┌──

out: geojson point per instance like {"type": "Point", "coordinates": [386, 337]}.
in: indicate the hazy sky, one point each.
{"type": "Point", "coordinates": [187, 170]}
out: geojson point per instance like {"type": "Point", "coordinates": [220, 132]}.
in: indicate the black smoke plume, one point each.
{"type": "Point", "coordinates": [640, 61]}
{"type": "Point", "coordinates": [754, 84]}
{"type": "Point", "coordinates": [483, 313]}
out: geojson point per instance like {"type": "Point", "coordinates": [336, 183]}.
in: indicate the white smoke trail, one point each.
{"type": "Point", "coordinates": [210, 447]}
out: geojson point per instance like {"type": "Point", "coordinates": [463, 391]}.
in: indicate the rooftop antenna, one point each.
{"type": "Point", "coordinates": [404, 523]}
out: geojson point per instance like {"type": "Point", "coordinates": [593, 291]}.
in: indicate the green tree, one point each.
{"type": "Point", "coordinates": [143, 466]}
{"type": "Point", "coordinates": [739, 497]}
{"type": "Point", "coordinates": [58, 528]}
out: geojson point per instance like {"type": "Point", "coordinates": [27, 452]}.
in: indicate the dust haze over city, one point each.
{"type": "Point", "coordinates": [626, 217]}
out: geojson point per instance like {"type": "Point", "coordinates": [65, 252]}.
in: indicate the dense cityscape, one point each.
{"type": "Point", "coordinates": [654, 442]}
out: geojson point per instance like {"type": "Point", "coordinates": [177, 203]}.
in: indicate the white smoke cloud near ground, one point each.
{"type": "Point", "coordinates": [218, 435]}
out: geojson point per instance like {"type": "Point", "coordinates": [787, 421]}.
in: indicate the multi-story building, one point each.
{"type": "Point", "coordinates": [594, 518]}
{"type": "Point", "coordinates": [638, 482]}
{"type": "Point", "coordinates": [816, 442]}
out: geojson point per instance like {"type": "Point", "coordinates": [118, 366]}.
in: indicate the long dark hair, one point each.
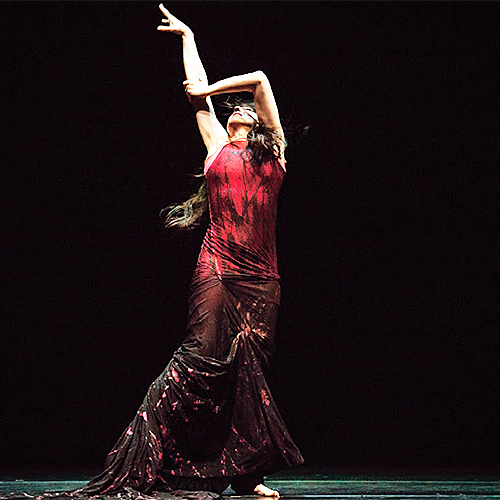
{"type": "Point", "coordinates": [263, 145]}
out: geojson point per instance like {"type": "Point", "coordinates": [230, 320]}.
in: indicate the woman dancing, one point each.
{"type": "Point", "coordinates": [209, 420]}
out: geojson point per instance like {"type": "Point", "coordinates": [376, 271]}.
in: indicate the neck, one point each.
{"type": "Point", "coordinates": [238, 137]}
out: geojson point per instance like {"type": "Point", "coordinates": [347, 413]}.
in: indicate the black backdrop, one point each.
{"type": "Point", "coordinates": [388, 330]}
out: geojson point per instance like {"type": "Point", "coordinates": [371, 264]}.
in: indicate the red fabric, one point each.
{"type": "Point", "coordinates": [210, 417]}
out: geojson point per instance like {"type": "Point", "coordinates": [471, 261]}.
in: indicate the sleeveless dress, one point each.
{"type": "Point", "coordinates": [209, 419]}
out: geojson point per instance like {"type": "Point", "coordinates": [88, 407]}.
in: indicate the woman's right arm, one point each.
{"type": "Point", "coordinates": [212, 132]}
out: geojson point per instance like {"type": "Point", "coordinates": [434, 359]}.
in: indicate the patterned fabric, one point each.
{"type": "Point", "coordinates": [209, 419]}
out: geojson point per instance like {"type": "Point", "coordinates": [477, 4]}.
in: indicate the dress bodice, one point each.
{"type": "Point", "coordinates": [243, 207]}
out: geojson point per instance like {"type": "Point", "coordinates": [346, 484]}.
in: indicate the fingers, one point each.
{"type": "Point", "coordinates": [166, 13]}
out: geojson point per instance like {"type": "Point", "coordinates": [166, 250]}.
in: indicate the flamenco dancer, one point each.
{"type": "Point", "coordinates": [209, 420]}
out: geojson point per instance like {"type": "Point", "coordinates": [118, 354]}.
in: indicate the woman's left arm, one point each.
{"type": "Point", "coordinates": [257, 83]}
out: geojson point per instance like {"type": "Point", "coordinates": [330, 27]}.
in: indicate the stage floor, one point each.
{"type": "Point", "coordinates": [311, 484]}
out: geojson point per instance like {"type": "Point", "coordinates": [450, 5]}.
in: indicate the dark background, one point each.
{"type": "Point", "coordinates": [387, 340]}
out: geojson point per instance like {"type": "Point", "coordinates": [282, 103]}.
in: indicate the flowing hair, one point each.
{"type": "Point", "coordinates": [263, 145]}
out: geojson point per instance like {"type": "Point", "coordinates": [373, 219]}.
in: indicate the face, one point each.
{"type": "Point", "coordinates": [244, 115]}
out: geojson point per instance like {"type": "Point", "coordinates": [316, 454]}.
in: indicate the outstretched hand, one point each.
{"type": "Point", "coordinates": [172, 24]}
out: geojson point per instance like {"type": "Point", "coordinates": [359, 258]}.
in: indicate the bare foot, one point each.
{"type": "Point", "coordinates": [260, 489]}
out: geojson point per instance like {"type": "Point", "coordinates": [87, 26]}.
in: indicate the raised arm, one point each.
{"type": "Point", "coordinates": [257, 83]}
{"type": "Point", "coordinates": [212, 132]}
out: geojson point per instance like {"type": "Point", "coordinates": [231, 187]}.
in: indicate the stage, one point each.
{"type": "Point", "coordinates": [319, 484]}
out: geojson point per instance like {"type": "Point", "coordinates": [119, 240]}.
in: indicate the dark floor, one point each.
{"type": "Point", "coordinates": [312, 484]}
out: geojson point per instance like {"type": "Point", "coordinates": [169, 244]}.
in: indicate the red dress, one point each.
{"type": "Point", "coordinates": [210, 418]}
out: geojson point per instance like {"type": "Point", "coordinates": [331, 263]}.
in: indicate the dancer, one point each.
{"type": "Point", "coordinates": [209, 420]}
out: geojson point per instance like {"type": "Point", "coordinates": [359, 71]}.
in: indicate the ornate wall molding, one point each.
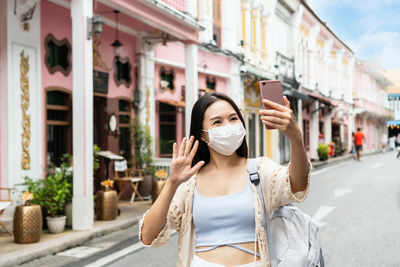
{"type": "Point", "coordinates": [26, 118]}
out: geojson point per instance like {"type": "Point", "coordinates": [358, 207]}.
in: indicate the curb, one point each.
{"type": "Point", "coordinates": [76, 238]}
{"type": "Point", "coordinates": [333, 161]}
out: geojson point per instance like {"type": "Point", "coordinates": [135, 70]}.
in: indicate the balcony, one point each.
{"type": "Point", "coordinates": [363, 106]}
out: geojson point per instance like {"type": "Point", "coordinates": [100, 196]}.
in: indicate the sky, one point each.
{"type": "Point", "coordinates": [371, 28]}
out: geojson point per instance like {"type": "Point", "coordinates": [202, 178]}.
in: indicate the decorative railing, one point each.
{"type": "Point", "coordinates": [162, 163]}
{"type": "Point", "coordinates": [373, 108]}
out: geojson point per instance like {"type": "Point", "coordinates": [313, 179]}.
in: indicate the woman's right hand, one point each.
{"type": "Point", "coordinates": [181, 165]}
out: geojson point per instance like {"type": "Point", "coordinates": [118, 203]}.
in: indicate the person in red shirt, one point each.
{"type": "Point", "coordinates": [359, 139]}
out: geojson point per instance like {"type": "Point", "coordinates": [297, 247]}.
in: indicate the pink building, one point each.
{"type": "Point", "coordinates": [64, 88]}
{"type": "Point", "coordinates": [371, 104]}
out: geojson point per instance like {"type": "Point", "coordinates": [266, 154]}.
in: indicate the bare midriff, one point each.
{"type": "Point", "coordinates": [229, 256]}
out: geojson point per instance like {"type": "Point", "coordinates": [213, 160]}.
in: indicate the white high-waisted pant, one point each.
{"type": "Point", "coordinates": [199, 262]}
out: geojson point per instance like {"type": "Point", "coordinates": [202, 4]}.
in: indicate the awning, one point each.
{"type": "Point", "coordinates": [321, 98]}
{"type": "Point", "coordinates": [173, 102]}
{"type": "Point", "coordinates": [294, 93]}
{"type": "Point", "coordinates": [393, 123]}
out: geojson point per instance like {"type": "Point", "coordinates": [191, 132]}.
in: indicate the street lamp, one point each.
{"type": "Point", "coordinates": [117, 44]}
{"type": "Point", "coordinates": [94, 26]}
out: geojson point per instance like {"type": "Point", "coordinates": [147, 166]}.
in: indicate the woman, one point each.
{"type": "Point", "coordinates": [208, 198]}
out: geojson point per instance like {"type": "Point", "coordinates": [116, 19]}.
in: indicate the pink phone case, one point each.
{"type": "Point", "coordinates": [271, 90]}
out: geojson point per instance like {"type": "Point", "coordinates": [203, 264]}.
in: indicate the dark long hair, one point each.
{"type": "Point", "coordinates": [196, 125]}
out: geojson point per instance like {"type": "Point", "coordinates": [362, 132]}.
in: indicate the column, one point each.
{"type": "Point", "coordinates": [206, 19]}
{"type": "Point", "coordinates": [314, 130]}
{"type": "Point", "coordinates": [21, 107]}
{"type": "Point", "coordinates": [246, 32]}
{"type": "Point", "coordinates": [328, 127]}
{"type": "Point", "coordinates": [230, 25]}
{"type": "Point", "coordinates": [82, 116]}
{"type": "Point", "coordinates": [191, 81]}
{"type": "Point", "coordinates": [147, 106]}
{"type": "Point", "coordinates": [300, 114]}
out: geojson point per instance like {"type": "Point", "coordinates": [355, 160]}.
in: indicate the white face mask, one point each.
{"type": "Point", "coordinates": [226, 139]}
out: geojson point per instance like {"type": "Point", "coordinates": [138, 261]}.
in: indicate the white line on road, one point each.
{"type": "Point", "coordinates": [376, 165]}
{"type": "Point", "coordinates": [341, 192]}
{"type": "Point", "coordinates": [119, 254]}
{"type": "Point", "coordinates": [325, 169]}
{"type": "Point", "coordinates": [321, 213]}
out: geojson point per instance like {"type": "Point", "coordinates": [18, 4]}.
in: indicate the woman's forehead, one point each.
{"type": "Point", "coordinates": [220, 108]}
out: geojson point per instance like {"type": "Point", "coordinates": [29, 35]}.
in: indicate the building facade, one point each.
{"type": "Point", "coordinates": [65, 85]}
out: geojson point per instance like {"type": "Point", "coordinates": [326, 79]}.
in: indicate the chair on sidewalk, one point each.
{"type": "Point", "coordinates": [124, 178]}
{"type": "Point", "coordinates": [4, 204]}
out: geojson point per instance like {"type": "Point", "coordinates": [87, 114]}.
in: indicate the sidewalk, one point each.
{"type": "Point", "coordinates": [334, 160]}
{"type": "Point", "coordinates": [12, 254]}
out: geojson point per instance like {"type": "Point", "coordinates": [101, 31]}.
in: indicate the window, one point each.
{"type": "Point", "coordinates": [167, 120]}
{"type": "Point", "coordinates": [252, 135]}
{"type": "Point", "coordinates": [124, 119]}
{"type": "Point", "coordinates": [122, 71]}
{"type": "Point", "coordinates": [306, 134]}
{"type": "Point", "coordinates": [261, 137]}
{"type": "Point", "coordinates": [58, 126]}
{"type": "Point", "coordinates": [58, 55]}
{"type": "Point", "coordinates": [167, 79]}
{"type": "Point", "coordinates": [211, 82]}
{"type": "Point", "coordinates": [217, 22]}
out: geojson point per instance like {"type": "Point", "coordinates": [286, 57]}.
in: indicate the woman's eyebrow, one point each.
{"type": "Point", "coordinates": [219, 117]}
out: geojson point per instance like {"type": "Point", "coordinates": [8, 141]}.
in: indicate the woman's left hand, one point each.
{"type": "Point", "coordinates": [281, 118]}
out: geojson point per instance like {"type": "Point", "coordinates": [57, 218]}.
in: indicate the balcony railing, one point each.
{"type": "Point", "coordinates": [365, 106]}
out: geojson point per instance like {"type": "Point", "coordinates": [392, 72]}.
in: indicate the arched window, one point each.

└──

§ **Anweisung**
Sammle aus der Auflistung oben jede Zeile, in der das Wort „hand“ vorkommt.

§ **Antwort**
in: indicate the outstretched hand, one point each.
in: indicate the woman's right hand, one point each.
in: indicate the woman's left hand, one point each.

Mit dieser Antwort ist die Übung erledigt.